Source text
····················
This resulted in a dataset comprising 88 samples for debris flow susceptibility analysis (Figure 4). The sample dataset was divided into training (70%) and validation (30%) subsets. To mitigate the risk of overfitting due to the limited sample size, which could restrict the effective utilization of data [48,49], ten-fold spatial clustering cross-validation was applied to the training data, with model hyperparameters optimized accordingly [50]. Spatial clustering was performed using the K-means algorithm [51], which provides better spatial transferability compared to random splitting [52].

3.4. Conditioning Factors

The occurrence of natural disasters is often the result of the combined effects of multiple factors, including topography, geology, meteorology, and hydrology [53,54,55]. Drawing on previous studies and empirical findings [56,57,58,59,60,61,62,63,64,65,66,67,68], this study selected 18 conditional factors from four categories—topography and geomorphology, geological structures, environmental elements, and human activities—to construct a comprehensive susceptibility factor system.

(1): Topography: This includes elevation, slope, aspect, topographic wetness index, stream power index, topographic relief, drainage basin shape coefficient, drainage basin area, maximum flow length, and maximum flow gradient. Elevation influences geomorphological and geological evolution, shaping the natural disaster background and indirectly regulating the spatial distribution of human activities. Slope is highly related to the formation and development of debris flows, with suitable slopes facilitating their initiation. Aspect affects microclimatic conditions, which in turn influence vegetation and rock weathering, controlling material availability. The topographic wetness index describes how terrain controls runoff generation and saturation source areas. The stream power index reflects the erosive force of flowing water. Topographic relief indicates the degree of surface erosion and tectonic activity. The drainage basin shape coefficient, drainage basin area, maximum flow length, and maximum flow gradient are the basic parameters for calculating flow paths and velocities, determining debris flow probability and scale.
(2): Geology. This includes seismic nucleation density and fault distance. Earthquakes and tectonic faults weaken rock and soil strength, producing loose material that serves as debris flow sources.
(3): Environmental factors. These include the normalized difference vegetation index, soil erosion, land use, and annual rainfall. The normalized difference vegetation index reflects vegetation cover, which promotes soil and water conservation and reduces debris flow sources. Soil erosion indicates surface susceptibility to erosion. Land use alters runoff and infiltration processes, potentially triggering debris flows. Annual rainfall is one of the primary triggers for debris flow events.
(4): Human activities. These include distance to road and population statistics. Road construction along riverbanks can induce slope instability and accelerate loose material accumulation, raising debris flow risk. Population statistics reflect human activity intensity but are often highest in flatter areas, where geological conditions tend to inhibit debris flow development.
····················
Records from a collection
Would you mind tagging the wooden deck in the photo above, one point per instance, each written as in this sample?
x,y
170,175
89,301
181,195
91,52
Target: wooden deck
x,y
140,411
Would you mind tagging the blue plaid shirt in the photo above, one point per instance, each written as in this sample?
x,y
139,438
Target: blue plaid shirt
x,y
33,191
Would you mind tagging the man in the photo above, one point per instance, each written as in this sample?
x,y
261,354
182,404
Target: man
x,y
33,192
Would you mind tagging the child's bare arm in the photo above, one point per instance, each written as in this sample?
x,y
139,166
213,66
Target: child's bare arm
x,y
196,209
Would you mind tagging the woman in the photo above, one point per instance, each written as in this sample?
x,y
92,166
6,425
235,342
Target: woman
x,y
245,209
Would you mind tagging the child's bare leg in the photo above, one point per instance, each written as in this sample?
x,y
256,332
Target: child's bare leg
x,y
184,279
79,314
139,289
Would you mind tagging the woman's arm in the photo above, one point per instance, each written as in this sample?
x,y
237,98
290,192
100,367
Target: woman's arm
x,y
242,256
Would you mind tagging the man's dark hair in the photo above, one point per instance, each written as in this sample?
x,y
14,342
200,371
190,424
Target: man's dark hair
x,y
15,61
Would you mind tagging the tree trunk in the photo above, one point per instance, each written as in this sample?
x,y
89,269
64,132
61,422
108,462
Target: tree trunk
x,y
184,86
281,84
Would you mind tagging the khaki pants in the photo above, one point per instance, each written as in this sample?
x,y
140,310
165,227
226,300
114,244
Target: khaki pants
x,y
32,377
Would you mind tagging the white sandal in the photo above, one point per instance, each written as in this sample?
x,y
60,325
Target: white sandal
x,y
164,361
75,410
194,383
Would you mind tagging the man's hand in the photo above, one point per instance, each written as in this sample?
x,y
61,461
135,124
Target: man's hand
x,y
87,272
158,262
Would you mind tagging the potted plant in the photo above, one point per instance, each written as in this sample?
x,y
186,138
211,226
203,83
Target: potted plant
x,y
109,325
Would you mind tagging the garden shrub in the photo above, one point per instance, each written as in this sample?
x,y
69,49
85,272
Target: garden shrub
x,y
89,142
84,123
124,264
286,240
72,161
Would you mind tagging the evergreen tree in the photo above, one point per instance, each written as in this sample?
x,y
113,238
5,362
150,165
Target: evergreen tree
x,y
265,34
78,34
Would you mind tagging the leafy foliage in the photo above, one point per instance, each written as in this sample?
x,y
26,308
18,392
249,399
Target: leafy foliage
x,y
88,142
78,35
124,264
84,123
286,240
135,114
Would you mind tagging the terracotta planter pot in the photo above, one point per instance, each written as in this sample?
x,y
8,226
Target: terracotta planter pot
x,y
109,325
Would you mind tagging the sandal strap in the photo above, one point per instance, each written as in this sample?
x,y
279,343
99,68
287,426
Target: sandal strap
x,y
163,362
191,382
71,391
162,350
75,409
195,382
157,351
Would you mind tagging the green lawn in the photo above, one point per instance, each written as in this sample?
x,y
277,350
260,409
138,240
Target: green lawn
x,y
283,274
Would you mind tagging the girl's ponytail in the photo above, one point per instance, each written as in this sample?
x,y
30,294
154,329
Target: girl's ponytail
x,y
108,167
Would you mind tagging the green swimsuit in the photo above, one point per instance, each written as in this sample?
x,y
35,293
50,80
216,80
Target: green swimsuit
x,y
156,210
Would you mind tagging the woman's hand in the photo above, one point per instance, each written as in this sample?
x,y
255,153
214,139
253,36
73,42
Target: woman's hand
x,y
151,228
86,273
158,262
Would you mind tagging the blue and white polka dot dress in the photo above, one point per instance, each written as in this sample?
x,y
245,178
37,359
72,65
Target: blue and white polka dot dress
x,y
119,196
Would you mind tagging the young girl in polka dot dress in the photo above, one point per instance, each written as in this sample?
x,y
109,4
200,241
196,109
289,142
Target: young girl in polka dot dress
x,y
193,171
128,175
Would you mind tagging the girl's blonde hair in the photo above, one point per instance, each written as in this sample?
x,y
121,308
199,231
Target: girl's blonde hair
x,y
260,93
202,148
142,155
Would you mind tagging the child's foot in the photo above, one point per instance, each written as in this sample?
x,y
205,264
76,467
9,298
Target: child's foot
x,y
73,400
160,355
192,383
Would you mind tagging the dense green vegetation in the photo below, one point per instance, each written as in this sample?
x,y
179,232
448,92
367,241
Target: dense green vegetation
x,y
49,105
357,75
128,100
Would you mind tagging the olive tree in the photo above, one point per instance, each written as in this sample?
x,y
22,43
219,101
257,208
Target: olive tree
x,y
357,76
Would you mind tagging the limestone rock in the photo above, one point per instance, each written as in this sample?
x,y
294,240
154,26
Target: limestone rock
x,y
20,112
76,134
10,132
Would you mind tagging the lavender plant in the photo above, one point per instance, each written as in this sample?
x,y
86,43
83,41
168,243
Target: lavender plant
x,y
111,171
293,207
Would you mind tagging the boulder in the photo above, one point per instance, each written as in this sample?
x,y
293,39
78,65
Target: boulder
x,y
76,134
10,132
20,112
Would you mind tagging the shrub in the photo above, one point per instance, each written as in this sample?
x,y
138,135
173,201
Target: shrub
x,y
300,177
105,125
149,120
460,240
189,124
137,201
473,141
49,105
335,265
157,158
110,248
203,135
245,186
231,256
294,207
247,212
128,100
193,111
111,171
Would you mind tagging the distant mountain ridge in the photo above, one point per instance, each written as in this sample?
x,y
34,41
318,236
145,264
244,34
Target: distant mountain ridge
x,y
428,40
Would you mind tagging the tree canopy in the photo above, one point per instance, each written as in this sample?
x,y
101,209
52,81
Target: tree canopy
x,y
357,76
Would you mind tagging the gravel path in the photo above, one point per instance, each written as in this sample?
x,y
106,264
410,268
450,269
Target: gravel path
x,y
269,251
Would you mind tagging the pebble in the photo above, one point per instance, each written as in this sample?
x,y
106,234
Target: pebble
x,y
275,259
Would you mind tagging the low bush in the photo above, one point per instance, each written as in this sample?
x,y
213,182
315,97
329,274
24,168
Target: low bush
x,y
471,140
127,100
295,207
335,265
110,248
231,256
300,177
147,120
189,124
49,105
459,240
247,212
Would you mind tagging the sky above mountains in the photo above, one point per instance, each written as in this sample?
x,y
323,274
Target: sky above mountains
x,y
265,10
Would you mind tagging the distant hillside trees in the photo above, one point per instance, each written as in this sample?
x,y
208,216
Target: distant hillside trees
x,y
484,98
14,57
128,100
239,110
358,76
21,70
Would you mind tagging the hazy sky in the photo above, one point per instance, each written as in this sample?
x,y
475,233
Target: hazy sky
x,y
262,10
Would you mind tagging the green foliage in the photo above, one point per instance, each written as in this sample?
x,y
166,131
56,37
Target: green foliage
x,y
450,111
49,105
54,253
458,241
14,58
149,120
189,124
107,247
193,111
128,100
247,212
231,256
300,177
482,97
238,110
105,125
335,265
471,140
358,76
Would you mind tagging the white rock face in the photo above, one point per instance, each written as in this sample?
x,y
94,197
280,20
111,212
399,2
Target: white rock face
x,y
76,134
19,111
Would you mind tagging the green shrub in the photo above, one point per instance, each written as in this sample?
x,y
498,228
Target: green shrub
····················
Given request
From the passage on debris flow conditioning factors, list every factor named under the environmental category. These lines have no connection to the passage on debris flow conditioning factors.

Finished answer
- Normalized difference vegetation index
- Soil erosion
- Land use
- Annual rainfall